The absolute value of the Hilbert transform gives a representation of the instantaneous amplitude of the function, as shown in Figure 4, where it is plotted alongside the sensor signal to aid with its visual interpretation.

As shown in Figure 4, the intensity of the first peak of the received signal is related to the amplitude of the input and material properties (damping or guided wave dispersion) during the wave path. Its absolute value, however, is governed by many different factors such as piezoelectric characteristics of the sensors or the amplification factor of the acquisition system. These factors, although, out of the scope of this study, are assumed to have a linear effect on the signal, and therefore, the experimental signal is normalized when compared with the simulated data.

**ROWS:**
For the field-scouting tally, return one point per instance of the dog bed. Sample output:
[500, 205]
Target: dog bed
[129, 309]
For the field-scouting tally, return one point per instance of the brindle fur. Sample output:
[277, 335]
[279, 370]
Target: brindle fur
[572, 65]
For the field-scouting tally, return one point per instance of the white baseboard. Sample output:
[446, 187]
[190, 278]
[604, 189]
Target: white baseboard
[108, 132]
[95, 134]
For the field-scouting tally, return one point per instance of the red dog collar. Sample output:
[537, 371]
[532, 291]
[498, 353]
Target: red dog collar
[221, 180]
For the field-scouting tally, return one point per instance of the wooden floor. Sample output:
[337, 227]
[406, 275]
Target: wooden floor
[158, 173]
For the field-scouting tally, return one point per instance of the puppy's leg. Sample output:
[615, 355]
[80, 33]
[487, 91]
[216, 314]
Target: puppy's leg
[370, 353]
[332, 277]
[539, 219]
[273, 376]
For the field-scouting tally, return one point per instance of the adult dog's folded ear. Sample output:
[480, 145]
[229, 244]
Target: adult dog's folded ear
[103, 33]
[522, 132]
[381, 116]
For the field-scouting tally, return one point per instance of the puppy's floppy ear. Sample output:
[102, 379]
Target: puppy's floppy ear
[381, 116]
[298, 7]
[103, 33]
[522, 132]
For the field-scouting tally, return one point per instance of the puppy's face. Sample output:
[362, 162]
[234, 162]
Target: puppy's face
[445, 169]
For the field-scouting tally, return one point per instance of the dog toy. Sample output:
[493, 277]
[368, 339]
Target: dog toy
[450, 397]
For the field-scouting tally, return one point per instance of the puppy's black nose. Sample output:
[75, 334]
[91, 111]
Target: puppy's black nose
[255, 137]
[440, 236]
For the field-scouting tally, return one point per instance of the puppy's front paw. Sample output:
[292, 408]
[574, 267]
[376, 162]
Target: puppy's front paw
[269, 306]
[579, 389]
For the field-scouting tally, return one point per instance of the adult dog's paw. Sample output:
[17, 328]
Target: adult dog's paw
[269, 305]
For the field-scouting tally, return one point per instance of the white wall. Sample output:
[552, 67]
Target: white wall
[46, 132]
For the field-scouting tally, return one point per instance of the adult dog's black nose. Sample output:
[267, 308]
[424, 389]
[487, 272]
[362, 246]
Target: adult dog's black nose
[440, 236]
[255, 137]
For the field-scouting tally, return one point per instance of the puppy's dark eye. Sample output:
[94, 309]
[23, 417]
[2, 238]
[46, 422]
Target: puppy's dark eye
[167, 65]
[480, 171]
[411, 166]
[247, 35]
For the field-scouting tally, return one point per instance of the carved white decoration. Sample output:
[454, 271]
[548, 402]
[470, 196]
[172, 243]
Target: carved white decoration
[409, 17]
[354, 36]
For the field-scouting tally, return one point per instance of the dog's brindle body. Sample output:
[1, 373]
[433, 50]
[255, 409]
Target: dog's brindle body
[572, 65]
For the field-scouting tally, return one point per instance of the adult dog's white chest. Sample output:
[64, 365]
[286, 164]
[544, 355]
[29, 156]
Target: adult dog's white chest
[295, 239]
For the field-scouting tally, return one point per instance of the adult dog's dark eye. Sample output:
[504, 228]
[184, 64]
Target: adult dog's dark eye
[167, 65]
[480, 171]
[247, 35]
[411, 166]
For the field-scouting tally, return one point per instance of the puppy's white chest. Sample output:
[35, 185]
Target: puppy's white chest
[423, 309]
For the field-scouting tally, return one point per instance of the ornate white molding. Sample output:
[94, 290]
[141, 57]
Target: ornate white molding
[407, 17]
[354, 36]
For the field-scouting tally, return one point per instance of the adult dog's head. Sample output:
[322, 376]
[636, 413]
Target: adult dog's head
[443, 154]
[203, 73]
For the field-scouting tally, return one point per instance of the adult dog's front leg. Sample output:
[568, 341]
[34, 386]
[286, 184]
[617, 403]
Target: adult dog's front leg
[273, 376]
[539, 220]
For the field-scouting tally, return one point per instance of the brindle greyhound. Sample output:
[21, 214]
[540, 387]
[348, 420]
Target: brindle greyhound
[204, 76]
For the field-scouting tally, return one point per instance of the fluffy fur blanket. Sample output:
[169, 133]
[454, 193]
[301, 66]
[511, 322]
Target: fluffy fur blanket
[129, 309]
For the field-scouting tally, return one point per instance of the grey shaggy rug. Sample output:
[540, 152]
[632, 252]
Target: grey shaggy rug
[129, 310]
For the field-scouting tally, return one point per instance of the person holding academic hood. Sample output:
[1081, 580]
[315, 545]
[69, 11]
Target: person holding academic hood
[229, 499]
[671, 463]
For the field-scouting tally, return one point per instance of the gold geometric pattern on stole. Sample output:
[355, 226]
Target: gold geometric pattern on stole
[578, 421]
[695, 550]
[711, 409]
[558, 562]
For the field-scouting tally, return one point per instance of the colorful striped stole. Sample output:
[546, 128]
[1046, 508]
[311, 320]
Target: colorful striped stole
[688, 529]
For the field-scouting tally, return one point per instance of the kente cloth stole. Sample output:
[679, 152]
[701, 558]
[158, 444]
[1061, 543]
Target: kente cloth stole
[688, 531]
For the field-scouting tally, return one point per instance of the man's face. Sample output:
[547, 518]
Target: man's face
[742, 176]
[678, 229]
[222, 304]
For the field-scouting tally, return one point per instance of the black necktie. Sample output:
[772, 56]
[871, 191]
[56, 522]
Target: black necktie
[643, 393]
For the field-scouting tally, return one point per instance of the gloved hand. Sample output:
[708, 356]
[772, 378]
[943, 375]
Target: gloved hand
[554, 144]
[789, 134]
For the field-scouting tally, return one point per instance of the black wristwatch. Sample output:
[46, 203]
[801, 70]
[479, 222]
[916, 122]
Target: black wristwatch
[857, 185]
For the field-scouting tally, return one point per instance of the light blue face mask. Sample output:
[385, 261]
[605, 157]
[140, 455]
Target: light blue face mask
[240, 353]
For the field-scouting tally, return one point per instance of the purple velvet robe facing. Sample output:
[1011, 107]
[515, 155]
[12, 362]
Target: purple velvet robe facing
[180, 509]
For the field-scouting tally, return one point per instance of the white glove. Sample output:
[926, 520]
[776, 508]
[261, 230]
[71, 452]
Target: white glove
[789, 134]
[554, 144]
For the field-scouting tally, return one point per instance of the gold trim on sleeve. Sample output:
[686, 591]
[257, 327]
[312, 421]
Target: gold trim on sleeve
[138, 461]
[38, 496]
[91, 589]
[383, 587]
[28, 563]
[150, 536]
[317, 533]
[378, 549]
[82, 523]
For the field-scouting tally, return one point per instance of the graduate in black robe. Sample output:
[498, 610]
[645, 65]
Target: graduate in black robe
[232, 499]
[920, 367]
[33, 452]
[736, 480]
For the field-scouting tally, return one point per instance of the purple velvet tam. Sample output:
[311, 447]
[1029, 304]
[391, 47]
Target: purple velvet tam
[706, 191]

**AIM OF THE TASK:** From the passage on the Hilbert transform, extract everything from "As shown in Figure 4, the" down to "the simulated data.", reproducing the wording without alteration.

**RESPONSE TO THE TASK:**
As shown in Figure 4, the intensity of the first peak of the received signal is related to the amplitude of the input and material properties (damping or guided wave dispersion) during the wave path. Its absolute value, however, is governed by many different factors such as piezoelectric characteristics of the sensors or the amplification factor of the acquisition system. These factors, although, out of the scope of this study, are assumed to have a linear effect on the signal, and therefore, the experimental signal is normalized when compared with the simulated data.